■ **Available data**:
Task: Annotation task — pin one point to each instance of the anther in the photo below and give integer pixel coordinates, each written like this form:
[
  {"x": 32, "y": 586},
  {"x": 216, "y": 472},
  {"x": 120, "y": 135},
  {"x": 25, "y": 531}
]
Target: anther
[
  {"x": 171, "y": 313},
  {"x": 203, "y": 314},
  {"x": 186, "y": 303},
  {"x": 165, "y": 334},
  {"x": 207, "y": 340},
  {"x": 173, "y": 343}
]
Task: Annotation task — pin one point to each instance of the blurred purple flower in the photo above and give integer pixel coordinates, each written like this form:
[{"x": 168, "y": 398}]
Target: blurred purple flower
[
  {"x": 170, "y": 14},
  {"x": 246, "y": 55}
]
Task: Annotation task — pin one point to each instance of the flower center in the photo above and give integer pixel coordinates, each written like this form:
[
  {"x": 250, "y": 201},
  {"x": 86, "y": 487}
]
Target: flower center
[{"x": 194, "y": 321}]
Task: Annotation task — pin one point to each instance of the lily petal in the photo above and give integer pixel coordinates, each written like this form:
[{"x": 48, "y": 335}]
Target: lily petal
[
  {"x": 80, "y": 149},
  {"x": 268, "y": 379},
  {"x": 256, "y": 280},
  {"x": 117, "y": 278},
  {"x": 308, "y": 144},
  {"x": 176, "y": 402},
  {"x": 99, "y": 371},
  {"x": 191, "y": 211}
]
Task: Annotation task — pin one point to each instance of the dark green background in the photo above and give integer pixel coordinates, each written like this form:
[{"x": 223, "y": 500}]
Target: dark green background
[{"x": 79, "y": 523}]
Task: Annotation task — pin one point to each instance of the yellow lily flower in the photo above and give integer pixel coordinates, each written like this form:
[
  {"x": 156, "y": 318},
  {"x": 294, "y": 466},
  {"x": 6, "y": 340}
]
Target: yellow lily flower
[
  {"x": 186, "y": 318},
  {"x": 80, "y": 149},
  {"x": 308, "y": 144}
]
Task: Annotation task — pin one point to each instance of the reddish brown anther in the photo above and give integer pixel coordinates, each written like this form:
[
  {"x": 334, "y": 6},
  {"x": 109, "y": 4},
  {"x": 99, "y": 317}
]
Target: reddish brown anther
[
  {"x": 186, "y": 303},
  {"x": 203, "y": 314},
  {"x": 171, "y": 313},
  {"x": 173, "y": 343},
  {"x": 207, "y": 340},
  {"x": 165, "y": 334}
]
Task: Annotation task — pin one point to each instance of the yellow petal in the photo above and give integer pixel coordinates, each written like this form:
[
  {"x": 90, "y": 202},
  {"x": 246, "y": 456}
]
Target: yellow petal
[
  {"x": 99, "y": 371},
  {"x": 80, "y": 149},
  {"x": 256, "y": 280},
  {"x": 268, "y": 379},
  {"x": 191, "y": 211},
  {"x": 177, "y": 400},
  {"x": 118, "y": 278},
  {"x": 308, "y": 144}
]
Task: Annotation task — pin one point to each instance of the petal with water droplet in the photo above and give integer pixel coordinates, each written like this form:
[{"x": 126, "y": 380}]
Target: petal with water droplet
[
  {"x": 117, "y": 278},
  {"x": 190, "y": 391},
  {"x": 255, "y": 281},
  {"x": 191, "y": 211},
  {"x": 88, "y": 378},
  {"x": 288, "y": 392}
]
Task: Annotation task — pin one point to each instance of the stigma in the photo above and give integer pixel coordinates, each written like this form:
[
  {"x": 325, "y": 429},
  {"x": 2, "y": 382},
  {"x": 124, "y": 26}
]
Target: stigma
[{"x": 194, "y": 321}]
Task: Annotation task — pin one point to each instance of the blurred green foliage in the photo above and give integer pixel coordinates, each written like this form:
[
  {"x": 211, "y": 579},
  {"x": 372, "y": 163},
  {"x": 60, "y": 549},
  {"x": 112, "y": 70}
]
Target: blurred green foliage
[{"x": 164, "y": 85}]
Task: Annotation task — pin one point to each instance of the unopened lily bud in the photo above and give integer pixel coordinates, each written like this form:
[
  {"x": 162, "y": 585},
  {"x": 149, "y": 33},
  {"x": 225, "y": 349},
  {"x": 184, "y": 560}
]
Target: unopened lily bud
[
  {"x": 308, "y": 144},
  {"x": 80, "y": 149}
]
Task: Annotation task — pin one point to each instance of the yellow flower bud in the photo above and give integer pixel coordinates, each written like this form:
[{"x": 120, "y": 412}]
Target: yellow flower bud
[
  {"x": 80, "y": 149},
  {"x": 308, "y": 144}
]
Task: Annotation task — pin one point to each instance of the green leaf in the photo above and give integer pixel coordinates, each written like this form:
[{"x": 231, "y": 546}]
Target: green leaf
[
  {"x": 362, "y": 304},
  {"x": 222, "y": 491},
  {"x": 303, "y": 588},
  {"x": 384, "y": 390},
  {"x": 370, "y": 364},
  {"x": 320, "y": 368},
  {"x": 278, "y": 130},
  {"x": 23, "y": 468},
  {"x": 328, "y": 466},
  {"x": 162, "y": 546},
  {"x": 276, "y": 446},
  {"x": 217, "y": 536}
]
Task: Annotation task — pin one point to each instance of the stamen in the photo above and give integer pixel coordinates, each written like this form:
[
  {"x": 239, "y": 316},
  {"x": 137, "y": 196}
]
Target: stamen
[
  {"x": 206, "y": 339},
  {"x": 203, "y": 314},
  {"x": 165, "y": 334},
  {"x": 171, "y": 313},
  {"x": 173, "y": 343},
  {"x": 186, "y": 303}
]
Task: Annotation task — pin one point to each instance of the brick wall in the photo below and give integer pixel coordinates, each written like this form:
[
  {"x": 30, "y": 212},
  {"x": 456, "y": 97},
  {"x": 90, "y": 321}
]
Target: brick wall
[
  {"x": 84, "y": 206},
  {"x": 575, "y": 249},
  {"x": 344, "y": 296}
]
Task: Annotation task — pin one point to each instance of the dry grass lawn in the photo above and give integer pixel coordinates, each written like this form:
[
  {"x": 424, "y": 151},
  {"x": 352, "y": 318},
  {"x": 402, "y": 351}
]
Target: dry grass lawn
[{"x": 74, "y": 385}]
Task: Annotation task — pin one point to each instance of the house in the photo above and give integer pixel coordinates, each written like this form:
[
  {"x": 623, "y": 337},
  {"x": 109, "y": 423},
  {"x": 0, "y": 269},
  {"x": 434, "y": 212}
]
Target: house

■ **To do**: Copy each line above holding "below".

■ **Written answer**:
Task: Annotation task — pin one point to each instance of the anther in the photo below and give integer pixel coordinates, each written like this form:
Task: Annotation task — pin one point to each instance of the brick wall in the photo below and give integer pixel coordinates, each written like this form:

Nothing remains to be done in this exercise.